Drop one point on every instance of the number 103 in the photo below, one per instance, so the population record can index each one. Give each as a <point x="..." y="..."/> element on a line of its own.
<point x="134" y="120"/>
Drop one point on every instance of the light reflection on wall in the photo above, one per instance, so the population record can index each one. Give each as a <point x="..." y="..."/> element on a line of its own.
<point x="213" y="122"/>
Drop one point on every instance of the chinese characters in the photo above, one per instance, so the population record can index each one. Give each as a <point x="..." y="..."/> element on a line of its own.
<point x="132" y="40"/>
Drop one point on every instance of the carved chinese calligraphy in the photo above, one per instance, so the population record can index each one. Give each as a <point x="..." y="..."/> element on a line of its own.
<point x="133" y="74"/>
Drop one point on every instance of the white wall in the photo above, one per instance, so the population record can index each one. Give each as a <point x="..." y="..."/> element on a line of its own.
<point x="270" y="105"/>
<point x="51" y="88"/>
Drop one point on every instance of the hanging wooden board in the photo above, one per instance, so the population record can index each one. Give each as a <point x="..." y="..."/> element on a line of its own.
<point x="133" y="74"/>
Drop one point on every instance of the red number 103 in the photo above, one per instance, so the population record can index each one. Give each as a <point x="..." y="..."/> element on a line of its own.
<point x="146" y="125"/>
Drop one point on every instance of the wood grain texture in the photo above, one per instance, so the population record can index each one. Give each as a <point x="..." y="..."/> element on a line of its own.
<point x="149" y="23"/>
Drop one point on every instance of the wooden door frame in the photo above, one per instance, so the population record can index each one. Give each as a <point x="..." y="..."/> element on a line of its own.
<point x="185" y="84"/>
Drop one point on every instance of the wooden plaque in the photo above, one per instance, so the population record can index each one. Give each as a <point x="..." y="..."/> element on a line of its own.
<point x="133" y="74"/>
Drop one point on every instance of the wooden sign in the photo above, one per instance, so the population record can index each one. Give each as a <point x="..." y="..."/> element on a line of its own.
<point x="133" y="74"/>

==

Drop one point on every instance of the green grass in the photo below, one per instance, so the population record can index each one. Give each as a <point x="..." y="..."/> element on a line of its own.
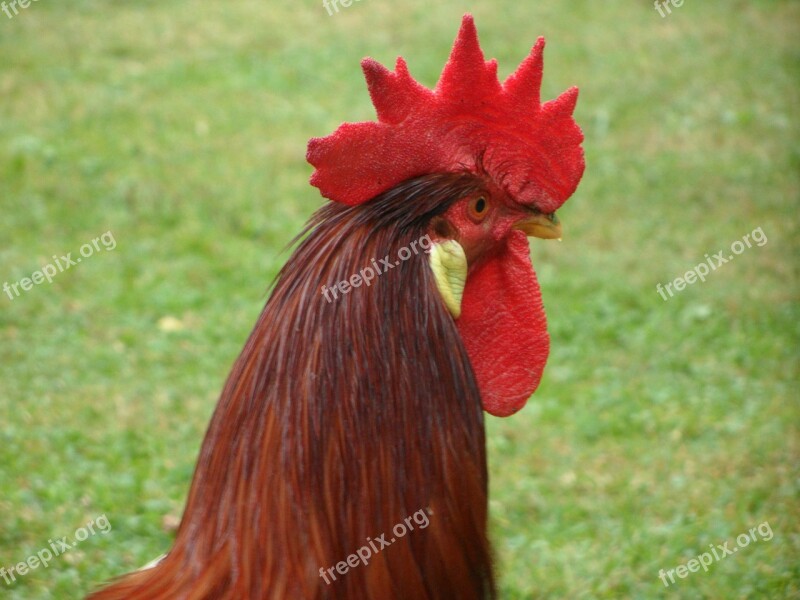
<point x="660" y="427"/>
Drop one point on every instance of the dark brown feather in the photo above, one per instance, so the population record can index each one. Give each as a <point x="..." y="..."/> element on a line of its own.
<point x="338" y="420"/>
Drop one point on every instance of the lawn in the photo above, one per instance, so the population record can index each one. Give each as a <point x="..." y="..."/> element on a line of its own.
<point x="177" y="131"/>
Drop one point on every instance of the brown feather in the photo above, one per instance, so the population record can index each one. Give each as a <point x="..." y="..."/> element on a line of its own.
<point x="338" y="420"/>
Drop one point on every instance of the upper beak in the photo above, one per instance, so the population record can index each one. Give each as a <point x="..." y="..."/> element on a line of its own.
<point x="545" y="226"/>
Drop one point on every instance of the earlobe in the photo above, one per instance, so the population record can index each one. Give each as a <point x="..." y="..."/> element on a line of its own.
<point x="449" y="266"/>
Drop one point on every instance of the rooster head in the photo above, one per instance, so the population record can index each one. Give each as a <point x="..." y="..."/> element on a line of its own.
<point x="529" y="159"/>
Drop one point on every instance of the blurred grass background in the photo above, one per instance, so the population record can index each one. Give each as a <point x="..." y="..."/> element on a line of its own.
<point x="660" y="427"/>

**과제 안내**
위 자료에서 "below"라는 단어가 들어 있는 줄은 모두 몇 줄인지 숫자만 답하세요.

**정답**
2